▶ Things to do:
[1] Set down word for word the part of the advocacy chapter that begins at "Published online by" and ends after "hundred years ago.".
[2] Write the next part of the advocacy chapter, starting after its last sentence.

▶ Provided text:
=====

Published online by Cambridge University Press: 05 July 2022
To understand advocacy properly – or any other new development in public policy – we should first ask: where did it come from, who created it and what were they trying to achieve? These are historical questions and some readers, who share Henry Ford's view that “history is bunk”, may prefer to skip to Chapter Three in which we start explaining what advocates do. Others, realising that advocates help people to speak with greater confidence to power, may want to think more carefully first about the workings of power in our society. That is what this chapter is about. I start with a story from nearly a hundred years ago.
Rule of the gentry
Soon after the First World War a young doctor who had just completed his training to be a Medical Officer of Health (MHO) applied for his first job – to be MOH for a rural district in Kent. Called for interview, he was asked one question only: “Do you hunt?” It happened that he could answer “Yes” to that question and he was promptly appointed. (He told me all this 25 years later.)
Months later, young Dr Metcalfe Brown decided he had to close down the local all-age school, which was plainly unsafe for human use. He was summoned at once to the Hall – home of the local lord of the manor – where the man himself, who was also chairman of his Public Health Committee, boomed at him as he approached: “We only appointed you because you said you would hunt. You’ve never been with the hounds. And now you want to close my school!” And it was, in a sense, “his” school because, long before, his family had built it.

=====

▶ Extracted material:
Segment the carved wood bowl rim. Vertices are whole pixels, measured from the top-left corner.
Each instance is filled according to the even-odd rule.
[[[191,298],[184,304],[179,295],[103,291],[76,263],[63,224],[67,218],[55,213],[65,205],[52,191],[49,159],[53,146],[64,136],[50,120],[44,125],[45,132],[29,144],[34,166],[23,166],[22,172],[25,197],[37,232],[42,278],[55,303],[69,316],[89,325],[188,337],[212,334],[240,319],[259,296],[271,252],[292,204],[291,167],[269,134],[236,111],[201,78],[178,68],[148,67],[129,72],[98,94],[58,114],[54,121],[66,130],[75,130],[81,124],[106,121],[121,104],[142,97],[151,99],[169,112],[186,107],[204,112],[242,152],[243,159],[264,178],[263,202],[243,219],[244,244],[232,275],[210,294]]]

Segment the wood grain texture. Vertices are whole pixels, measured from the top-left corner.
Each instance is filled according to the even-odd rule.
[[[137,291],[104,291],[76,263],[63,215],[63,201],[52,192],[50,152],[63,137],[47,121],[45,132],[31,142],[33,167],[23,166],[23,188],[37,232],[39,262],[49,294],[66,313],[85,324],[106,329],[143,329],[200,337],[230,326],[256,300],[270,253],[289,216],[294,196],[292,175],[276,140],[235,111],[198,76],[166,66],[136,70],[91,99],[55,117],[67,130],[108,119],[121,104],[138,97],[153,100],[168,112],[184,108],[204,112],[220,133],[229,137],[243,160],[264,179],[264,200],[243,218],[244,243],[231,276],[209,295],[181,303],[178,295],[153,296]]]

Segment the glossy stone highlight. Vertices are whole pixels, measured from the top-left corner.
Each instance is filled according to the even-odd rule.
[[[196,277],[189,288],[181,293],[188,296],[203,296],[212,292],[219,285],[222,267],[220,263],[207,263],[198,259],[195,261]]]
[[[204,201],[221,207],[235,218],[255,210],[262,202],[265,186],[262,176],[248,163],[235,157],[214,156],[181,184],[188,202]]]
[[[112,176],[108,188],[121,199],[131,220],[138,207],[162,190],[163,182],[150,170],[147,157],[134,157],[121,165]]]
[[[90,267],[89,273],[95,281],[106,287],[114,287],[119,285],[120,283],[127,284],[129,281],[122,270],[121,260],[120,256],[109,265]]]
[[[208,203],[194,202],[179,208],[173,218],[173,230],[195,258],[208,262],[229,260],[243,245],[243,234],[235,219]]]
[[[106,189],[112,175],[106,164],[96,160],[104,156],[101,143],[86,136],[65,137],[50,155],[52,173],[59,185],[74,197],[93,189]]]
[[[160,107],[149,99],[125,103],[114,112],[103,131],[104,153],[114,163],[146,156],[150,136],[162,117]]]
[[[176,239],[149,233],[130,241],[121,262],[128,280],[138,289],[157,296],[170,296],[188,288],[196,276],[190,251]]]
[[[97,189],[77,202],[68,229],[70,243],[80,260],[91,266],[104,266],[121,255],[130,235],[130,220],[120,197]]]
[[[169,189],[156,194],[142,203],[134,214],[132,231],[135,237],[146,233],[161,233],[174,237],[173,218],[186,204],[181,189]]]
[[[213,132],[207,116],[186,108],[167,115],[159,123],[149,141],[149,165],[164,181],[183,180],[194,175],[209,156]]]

=====

▶ Task results:
[1]
Published online by Cambridge University Press: 05 July 2022
To understand advocacy properly – or any other new development in public policy – we should first ask: where did it come from, who created it and what were they trying to achieve? These are historical questions and some readers, who share Henry Ford's view that “history is bunk”, may prefer to skip to Chapter Three in which we start explaining what advocates do. Others, realising that advocates help people to speak with greater confidence to power, may want to think more carefully first about the workings of power in our society. That is what this chapter is about. I start with a story from nearly a hundred years ago.

[2]
This must have been a moment when a junior medical officer gratefully recalled that the Victorian legislators who created his service had foreseen this kind of situation. They wrote into their law that those holding the post of Medical Officer of Health could only be sacked with the approval of the Minister in London. Their work would inevitably bring them into conflict from time to time with local landlords, industrialists and other powerful people. No other public official had this protection. It made the MOH the senior local government officer, after the Town Clerk who was the lawyer we would now probably call Chief Executive.